* start Entries *

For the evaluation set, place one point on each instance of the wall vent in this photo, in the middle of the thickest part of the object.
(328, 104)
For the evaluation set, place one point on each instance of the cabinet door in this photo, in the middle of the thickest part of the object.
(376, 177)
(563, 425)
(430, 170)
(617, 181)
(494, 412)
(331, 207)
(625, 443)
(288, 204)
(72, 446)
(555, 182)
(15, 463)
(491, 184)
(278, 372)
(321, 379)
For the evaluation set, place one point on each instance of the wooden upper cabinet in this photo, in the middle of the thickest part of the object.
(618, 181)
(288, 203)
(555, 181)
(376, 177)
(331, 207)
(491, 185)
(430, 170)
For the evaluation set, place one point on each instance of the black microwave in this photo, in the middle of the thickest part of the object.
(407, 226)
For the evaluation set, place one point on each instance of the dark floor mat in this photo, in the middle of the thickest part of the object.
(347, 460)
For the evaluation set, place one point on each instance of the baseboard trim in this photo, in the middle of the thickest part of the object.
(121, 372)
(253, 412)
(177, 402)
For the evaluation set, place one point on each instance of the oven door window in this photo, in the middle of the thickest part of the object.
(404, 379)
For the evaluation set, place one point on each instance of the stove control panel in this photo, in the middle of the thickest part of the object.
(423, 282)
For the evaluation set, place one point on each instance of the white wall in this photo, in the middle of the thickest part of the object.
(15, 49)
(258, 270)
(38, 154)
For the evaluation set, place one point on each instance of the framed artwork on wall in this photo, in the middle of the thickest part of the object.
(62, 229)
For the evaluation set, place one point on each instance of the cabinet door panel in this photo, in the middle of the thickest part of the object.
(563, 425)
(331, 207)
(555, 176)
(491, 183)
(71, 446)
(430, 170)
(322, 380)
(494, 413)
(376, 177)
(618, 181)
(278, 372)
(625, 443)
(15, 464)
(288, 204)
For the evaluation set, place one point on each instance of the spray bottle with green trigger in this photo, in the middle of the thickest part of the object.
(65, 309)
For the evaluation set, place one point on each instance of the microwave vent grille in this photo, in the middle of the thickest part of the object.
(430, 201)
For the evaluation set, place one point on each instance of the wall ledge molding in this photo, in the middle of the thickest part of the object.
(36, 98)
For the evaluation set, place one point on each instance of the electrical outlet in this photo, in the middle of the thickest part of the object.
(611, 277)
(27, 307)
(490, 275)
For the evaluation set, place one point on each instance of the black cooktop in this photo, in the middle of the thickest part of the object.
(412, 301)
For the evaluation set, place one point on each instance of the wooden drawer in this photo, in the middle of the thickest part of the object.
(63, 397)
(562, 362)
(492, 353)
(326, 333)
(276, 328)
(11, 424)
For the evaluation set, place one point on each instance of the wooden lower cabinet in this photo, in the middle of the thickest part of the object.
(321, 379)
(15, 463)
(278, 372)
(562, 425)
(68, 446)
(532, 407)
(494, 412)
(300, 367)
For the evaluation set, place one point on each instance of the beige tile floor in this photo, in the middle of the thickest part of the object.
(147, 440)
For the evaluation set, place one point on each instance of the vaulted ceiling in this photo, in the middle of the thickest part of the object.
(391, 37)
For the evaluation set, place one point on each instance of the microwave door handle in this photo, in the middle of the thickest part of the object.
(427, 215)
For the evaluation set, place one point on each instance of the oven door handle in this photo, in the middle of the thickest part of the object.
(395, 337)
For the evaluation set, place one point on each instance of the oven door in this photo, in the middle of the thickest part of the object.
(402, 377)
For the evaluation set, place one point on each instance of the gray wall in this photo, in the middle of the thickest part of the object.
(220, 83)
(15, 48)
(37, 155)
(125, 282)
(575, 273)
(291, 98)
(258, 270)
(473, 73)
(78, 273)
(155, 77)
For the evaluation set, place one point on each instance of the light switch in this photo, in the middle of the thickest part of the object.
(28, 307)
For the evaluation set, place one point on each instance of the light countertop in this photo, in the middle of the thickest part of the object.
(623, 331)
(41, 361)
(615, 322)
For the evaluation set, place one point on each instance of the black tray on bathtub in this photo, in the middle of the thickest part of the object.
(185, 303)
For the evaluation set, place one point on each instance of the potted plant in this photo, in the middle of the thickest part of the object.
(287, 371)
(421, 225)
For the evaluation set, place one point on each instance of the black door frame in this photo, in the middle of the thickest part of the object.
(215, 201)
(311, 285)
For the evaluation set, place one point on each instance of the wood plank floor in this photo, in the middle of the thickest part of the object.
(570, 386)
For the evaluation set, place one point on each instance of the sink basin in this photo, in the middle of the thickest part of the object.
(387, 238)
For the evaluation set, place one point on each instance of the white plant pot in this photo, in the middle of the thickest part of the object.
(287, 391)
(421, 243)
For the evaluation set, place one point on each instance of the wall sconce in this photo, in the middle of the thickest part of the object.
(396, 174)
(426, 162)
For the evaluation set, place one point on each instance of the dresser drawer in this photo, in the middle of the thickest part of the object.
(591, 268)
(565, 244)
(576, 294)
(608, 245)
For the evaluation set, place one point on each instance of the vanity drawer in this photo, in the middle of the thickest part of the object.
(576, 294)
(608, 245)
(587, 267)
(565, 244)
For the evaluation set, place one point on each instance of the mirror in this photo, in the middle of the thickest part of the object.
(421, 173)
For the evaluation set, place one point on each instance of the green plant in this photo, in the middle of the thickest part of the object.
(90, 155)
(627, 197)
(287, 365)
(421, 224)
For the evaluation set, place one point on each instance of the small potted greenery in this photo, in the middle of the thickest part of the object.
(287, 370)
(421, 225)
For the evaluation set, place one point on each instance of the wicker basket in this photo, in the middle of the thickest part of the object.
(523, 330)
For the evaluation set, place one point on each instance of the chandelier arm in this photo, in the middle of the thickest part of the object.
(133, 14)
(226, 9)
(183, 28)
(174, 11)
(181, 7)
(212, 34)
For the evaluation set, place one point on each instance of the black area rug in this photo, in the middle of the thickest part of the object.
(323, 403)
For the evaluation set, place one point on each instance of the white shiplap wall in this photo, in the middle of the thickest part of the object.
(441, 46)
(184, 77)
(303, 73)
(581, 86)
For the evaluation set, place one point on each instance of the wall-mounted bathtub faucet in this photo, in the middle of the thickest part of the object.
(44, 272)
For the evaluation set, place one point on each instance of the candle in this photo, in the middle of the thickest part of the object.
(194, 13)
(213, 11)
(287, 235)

* end Entries *

▸ **Exercise instructions**:
Your task is to extract all of the records exactly.

▸ **Solution to the problem**:
For the evaluation set, place one point on each instance of the wall vent in this photo, in the middle of the thickest part of the object.
(328, 104)
For the evaluation set, place one point on each instance of the cabinet door in this photo, in the middle of the thickest part of the object.
(376, 177)
(563, 425)
(430, 170)
(617, 181)
(494, 412)
(331, 207)
(625, 443)
(288, 204)
(72, 446)
(555, 182)
(15, 463)
(491, 184)
(278, 372)
(321, 379)
For the evaluation set, place one point on each instance of the wooden upper cabinet in this photo, in the middle of the thickest part of the object.
(618, 181)
(288, 203)
(555, 181)
(376, 177)
(331, 207)
(491, 185)
(430, 170)
For the evaluation set, place one point on each instance of the black microwave in this photo, in the middle of the thickest part of the object.
(407, 226)
For the evaluation set, place one point on each instance of the dark floor mat in this photo, in the middle of the thickest part of the object.
(347, 460)
For the evaluation set, place one point on each instance of the baseboard trim in this photo, in the middle of the thickest part of the object.
(121, 372)
(253, 412)
(177, 402)
For the evaluation set, place one point on each instance of the oven door window in this photo, in the middle of the thickest part of the object.
(404, 379)
For the evaluation set, place one point on each instance of the stove control panel in this photo, in the middle of the thickest part of the object.
(423, 282)
For the evaluation set, place one point on each instance of the white wall in this photo, in the middle of the thickest part of the object.
(15, 49)
(258, 270)
(38, 154)
For the evaluation set, place one point on each instance of the framed artwork on wall in this photo, in the middle of the thickest part of the object.
(62, 229)
For the evaluation set, place one point on each instance of the cabinet door panel in this photo, in the middle of the thickest part of the object.
(563, 425)
(331, 207)
(555, 176)
(491, 183)
(71, 446)
(430, 170)
(322, 380)
(494, 413)
(376, 177)
(618, 181)
(278, 372)
(625, 443)
(15, 464)
(288, 204)
For the evaluation set, place one point on each instance of the spray bottle with green trigger in this photo, in the middle of the thickest part of the object.
(65, 309)
For the evaluation set, place one point on each instance of the microwave vent grille in this photo, in the middle of the thickest part of the object.
(430, 201)
For the evaluation set, place one point on each instance of the wall ledge molding in this photo, in the middle of the thickest part of the object.
(36, 98)
For the evaluation set, place one point on each instance of the electrical outlet in this photo, in the middle of the thickest part of the object.
(611, 277)
(27, 307)
(490, 275)
For the evaluation set, place one point on each instance of the black cooktop in this photo, in the middle of the thickest part of the object.
(412, 301)
For the evaluation set, place one point on each instance of the wooden drawer in this photo, in the middle of the thickest part of the object.
(63, 397)
(562, 362)
(492, 353)
(326, 333)
(276, 328)
(11, 424)
For the evaluation set, place one point on each instance of the wooden lower cabinet in this photo, in the middle of the thickest part of the object.
(321, 379)
(15, 463)
(278, 372)
(562, 425)
(68, 446)
(532, 407)
(494, 412)
(300, 367)
For the evaluation set, place one point on each instance of the beige tile floor in this photo, in the middle of the thickest part of the object.
(147, 440)
For the evaluation set, place one point on each instance of the vaulted ceiling in this photo, in the middle of the thickest part of the object.
(391, 37)
For the evaluation set, place one point on each instance of the microwave door handle in this photo, in the middle of the thickest part of the object.
(427, 215)
For the evaluation set, place one point on each instance of the oven door handle in this photo, in the middle of the thickest part of the object.
(395, 337)
For the evaluation set, place one point on each instance of the oven door in this photo, in the middle of the thickest part of the object.
(402, 377)
For the evaluation set, place one point on each instance of the gray wall in this photo, in the middle of the thickest part of the object.
(220, 83)
(15, 48)
(37, 155)
(125, 282)
(575, 273)
(291, 98)
(258, 270)
(473, 73)
(78, 273)
(155, 77)
For the evaluation set, place one point on each instance of the light switch in this photo, in the middle of the thickest part of the object.
(28, 307)
For the evaluation set, place one point on each instance of the light countertop in this photo, in the middle of the thickest part of the object.
(623, 331)
(41, 361)
(615, 322)
For the evaluation set, place one point on each instance of the black tray on bathtub in this photo, in the middle of the thickest part of the object.
(185, 303)
For the evaluation set, place one point on each instance of the potted plant in this photo, in the middle of the thickest part of the object.
(287, 371)
(421, 225)
For the evaluation set, place one point on each instance of the black door frame in this photo, in the middle of the thickest part of the object.
(215, 201)
(311, 285)
For the evaluation set, place one point on each instance of the wood plank floor in this photo, in the middle of the thickest part of the object.
(570, 386)
For the evaluation set, place one point on each instance of the sink basin in this photo, in the middle of the thickest part of the object.
(387, 238)
For the evaluation set, place one point on each instance of the white plant pot in this photo, in the middle of the thickest part of the object.
(287, 391)
(421, 243)
For the evaluation set, place one point on each instance of the wall sconce in this photo, in the middle of the thickest part of the object.
(396, 174)
(426, 162)
For the evaluation set, place one point on each instance of the dresser drawer in this photo, in the middle of the thickest part of the object.
(591, 268)
(565, 244)
(576, 294)
(608, 245)
For the evaluation set, place one point on each instance of the vanity drawer in this photo, in the middle of the thickest part of the object.
(576, 294)
(608, 245)
(587, 267)
(565, 244)
For the evaluation set, place one point on each instance of the mirror in this photo, in the middle of the thickest part of the object.
(421, 173)
For the evaluation set, place one point on each instance of the green plant in this photo, in the middle of the thickest part of the object.
(90, 155)
(627, 197)
(287, 365)
(421, 224)
For the evaluation set, place one point on each instance of the small potted greenery in this photo, in the middle of the thickest part of the object.
(287, 370)
(421, 225)
For the evaluation set, place one point on each instance of the wicker basket in this photo, in the middle of the thickest part of the object.
(523, 330)
For the evaluation set, place one point on each instance of the chandelier arm in this photo, in the middle of the thickest part of the object.
(133, 14)
(226, 9)
(183, 28)
(174, 11)
(181, 7)
(212, 34)
For the evaluation set, place one point on each instance of the black area rug in this photo, in the middle of the thickest part of the object.
(323, 403)
For the evaluation set, place one point on each instance of the white shiplap wall in this photo, in the middle of the thickest part of the object.
(441, 46)
(184, 77)
(303, 73)
(581, 86)
For the evaluation set, place one point on each instance of the wall-mounted bathtub faucet in this photo, in the middle of the thickest part of the object.
(44, 272)
For the evaluation set, place one point on each instance of the candle in this photo, in the middle of the thickest part of the object.
(194, 13)
(213, 11)
(287, 235)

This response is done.